**What needs to be done:** Using the listing that follows, report how many lines include the word "enclosure", and add no other words.

**Records for processing:**
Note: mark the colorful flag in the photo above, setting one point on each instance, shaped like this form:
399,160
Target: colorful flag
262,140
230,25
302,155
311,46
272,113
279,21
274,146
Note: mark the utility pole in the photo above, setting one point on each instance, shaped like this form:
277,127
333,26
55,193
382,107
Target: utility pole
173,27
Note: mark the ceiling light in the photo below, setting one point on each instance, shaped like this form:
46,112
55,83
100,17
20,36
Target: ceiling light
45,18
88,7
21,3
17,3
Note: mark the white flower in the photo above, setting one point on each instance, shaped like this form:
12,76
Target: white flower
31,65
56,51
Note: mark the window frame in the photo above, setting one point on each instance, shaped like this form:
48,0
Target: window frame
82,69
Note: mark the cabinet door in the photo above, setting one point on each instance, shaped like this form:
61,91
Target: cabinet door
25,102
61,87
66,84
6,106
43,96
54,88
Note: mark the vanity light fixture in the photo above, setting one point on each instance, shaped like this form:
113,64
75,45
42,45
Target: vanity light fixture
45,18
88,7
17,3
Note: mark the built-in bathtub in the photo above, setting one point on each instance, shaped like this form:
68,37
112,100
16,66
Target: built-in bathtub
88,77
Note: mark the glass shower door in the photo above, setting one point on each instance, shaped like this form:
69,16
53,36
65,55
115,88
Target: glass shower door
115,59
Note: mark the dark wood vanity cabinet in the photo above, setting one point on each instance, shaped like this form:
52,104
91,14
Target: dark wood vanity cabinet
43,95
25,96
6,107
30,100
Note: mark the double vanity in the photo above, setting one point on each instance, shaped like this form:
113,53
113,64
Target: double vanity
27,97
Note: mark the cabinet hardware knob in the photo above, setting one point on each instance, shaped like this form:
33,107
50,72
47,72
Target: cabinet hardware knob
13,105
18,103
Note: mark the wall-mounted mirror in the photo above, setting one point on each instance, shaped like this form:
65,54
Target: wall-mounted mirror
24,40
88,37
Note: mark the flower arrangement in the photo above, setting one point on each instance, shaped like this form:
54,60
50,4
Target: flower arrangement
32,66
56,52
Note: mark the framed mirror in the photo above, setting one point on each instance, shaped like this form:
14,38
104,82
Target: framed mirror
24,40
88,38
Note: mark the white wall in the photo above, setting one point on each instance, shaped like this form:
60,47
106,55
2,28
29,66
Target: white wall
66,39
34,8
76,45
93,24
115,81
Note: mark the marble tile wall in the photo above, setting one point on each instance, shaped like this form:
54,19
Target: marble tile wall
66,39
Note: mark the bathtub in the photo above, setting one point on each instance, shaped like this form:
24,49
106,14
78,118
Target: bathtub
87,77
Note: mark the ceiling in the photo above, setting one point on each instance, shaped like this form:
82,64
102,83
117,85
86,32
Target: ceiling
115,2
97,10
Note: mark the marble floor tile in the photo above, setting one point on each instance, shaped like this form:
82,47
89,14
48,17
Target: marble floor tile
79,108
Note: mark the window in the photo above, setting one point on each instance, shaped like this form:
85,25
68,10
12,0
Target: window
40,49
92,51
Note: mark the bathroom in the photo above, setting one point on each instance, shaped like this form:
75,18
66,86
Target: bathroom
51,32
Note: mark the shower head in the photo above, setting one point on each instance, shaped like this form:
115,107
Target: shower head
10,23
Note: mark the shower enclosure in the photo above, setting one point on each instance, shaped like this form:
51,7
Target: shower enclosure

**Result:** 2